*Required action*
Exclude the pictures; give every entry again exactly as written.

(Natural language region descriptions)
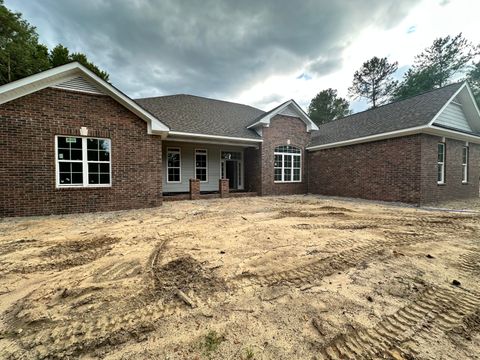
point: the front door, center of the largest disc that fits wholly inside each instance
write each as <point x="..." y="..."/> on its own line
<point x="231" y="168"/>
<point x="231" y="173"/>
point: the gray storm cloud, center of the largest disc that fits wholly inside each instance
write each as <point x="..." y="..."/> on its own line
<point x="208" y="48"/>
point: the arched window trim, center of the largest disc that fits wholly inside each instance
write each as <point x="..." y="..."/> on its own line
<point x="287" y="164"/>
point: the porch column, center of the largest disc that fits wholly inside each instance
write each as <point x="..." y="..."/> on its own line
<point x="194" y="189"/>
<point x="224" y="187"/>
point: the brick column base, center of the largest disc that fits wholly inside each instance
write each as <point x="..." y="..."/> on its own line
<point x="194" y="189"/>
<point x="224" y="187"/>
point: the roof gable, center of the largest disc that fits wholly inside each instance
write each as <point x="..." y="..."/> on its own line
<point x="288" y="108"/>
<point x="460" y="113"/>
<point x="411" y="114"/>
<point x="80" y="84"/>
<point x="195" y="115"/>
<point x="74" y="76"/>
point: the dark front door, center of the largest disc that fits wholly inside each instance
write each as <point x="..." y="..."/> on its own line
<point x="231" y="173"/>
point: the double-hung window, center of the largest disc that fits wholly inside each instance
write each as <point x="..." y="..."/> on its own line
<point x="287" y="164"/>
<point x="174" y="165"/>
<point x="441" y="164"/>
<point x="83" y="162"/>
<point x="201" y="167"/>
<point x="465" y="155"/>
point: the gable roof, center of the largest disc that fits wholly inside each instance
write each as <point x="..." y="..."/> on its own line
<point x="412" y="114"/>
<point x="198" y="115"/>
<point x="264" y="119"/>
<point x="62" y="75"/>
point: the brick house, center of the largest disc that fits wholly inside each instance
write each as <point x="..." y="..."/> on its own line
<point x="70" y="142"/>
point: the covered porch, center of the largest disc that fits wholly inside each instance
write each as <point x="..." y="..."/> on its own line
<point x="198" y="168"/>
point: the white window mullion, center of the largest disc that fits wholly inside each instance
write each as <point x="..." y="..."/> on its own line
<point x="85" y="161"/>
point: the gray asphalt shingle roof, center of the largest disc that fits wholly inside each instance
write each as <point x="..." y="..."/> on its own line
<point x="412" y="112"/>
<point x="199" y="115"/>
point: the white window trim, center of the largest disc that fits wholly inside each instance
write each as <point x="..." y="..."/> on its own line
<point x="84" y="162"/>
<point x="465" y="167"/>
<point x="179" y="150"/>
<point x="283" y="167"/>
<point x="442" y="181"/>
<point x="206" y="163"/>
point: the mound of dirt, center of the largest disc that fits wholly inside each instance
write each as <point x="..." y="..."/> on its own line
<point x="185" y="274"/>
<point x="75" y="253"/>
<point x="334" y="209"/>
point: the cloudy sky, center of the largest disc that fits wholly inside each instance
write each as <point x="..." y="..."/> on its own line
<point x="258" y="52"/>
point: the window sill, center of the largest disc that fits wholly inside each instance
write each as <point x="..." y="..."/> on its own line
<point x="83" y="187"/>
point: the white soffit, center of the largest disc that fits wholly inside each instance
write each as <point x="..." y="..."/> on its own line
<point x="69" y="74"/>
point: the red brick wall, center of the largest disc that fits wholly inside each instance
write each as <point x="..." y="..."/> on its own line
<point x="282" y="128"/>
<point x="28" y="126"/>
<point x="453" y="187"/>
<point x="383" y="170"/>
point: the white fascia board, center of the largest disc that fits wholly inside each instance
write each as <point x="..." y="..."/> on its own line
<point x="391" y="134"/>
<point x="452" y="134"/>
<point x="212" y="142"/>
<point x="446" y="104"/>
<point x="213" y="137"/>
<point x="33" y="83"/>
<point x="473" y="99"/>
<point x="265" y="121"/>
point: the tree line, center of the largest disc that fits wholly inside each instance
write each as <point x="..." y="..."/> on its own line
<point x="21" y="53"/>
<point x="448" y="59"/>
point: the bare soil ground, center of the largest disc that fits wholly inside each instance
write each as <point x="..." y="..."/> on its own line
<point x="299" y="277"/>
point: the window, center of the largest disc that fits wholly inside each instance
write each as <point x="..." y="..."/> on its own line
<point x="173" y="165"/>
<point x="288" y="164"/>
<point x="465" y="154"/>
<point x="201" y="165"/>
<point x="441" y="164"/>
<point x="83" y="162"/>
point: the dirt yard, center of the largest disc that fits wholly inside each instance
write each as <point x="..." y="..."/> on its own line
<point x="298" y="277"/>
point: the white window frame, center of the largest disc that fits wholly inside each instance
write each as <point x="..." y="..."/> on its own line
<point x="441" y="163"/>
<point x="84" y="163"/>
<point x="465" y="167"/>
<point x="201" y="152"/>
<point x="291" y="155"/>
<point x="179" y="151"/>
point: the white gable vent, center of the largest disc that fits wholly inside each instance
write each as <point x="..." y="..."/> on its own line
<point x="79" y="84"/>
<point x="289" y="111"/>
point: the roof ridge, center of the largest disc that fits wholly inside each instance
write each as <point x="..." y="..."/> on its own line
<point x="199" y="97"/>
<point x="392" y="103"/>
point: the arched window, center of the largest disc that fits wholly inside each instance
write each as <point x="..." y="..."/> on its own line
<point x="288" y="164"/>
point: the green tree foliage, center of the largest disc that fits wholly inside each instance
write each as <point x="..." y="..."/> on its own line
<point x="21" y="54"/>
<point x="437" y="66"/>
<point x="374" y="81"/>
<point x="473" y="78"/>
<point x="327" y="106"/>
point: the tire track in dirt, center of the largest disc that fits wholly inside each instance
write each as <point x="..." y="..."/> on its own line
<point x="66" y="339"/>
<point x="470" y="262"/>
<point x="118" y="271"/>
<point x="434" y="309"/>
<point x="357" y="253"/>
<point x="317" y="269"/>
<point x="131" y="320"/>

*Task solution*
point: the front door, center of the largest disc that fits wholly inside each instance
write each as <point x="..." y="..."/> on its own line
<point x="231" y="168"/>
<point x="231" y="173"/>
point: the gray storm cloud, center of the largest disc that fits wholly inside each instance
write each as <point x="..." y="..."/> on its own line
<point x="208" y="48"/>
point: the arched window trim, center of the largest disc that fits wholly inside each instance
write each as <point x="..." y="..."/> on its own line
<point x="287" y="164"/>
point: the porch column, center of the largest disc that fits wholly inside each instance
write each as <point x="..." y="..."/> on its own line
<point x="194" y="189"/>
<point x="224" y="187"/>
point: the brick column base, center of the largest disc that fits wholly inside each instance
write each as <point x="..." y="..."/> on its own line
<point x="194" y="189"/>
<point x="224" y="187"/>
point: the roof gable, center of the largest disc that fits wholly inside each instance
write each as <point x="..." y="..."/> on its own line
<point x="288" y="108"/>
<point x="460" y="113"/>
<point x="411" y="114"/>
<point x="80" y="84"/>
<point x="195" y="115"/>
<point x="74" y="76"/>
point: the dark front door, center of the largest disc that fits wholly inside each instance
write each as <point x="..." y="..."/> on its own line
<point x="231" y="173"/>
point: the double-hung window, center of the largest disc that fits wholly inside each instance
write each as <point x="..." y="..."/> on its own line
<point x="287" y="164"/>
<point x="174" y="165"/>
<point x="441" y="164"/>
<point x="83" y="162"/>
<point x="201" y="167"/>
<point x="465" y="155"/>
point: the gable roof, center of the largest disc that fits wholly inside each instance
write each as <point x="..." y="..."/> on its own line
<point x="412" y="114"/>
<point x="198" y="115"/>
<point x="264" y="119"/>
<point x="62" y="75"/>
point: the brick house, center of the largest disc that fits wholly inside each instance
write each as <point x="..." y="..."/> on its own line
<point x="70" y="142"/>
point: the covered porch, center of the largest disc that fits wholly inside each instance
write each as <point x="..." y="..."/> on its own line
<point x="198" y="168"/>
point: the white window mullion, center of the largest disc that fits wholly inside each instance
write each as <point x="..." y="..."/> on its own line
<point x="85" y="161"/>
point: the gray asphalt shingle roof, center of the largest disc that fits wholly inside each instance
write each as <point x="..." y="..."/> on its own line
<point x="412" y="112"/>
<point x="199" y="115"/>
point: the white window trim, center of the largest disc that fits wholly inside each instance
write each as <point x="..." y="..."/> on its own line
<point x="84" y="162"/>
<point x="465" y="167"/>
<point x="179" y="150"/>
<point x="283" y="167"/>
<point x="442" y="181"/>
<point x="206" y="163"/>
point: the mound of dirt, center of the largest disc that fits wholly inside each instance
write each as <point x="..." y="..."/> on its own line
<point x="185" y="274"/>
<point x="75" y="253"/>
<point x="334" y="209"/>
point: the cloudy sky, center of the largest disc that fits wholly inside each instance
write each as <point x="..." y="..."/> on its own line
<point x="258" y="52"/>
point: the window sill, center of the largest disc that fits wholly inside each instance
write each as <point x="..." y="..."/> on its own line
<point x="83" y="187"/>
point: the white soffit, center of the largest disc that fits wholly inside each instance
write each as <point x="..." y="..."/> on its own line
<point x="69" y="74"/>
point: the red brick wall, center of the largest disc that fits wholly inside each instance
write each as <point x="..." y="..."/> on its own line
<point x="282" y="128"/>
<point x="28" y="126"/>
<point x="453" y="187"/>
<point x="383" y="170"/>
point: the white fascia board, center of the largest disc that fits wholly inside each instance
write each as <point x="..." y="..."/> on its own line
<point x="391" y="134"/>
<point x="452" y="134"/>
<point x="212" y="142"/>
<point x="446" y="104"/>
<point x="213" y="137"/>
<point x="33" y="83"/>
<point x="473" y="99"/>
<point x="265" y="121"/>
point: the tree line, center of the largest disc that fits wholly inside each instance
write each as <point x="..." y="..."/> on its own line
<point x="21" y="53"/>
<point x="448" y="59"/>
point: the bare soil ground, center of the largest disc that fits wholly inside each instance
write each as <point x="..." y="..."/> on its own line
<point x="299" y="277"/>
point: the window, center of the largest disc that fits wholly inside each instance
write each as <point x="..." y="..."/> on its own line
<point x="173" y="165"/>
<point x="288" y="164"/>
<point x="465" y="154"/>
<point x="201" y="165"/>
<point x="441" y="164"/>
<point x="83" y="162"/>
point: the dirt yard, center of the largest disc that fits wholly inside each instance
write each as <point x="..." y="..."/> on its own line
<point x="298" y="277"/>
point: the white window frame, center of the largest disc that fits wholly inside each instance
write each as <point x="..." y="..."/> on its own line
<point x="441" y="163"/>
<point x="84" y="163"/>
<point x="465" y="167"/>
<point x="201" y="152"/>
<point x="291" y="155"/>
<point x="179" y="151"/>
point: the white gable vent, center of the largest disc that fits wholly inside each instance
write each as <point x="..." y="..."/> on its own line
<point x="79" y="84"/>
<point x="289" y="111"/>
point: the roof ridge, center of the largest disc that fits wholly inside each instance
write each as <point x="..." y="..."/> on its own line
<point x="199" y="97"/>
<point x="392" y="103"/>
point: the arched window, center of the largest disc that fits wholly inside each instance
write each as <point x="..." y="..."/> on its own line
<point x="288" y="164"/>
point: the green tree foliage, center of the largest disc that fits wholly inside each instance
write each as <point x="..." y="..."/> on its own line
<point x="21" y="54"/>
<point x="437" y="66"/>
<point x="374" y="81"/>
<point x="473" y="78"/>
<point x="327" y="106"/>
point: the tire track in dirt, center of the largest disc that fits wholly inside each instance
write each as <point x="..." y="..."/> on its own line
<point x="66" y="339"/>
<point x="470" y="262"/>
<point x="118" y="271"/>
<point x="434" y="309"/>
<point x="357" y="253"/>
<point x="317" y="269"/>
<point x="131" y="320"/>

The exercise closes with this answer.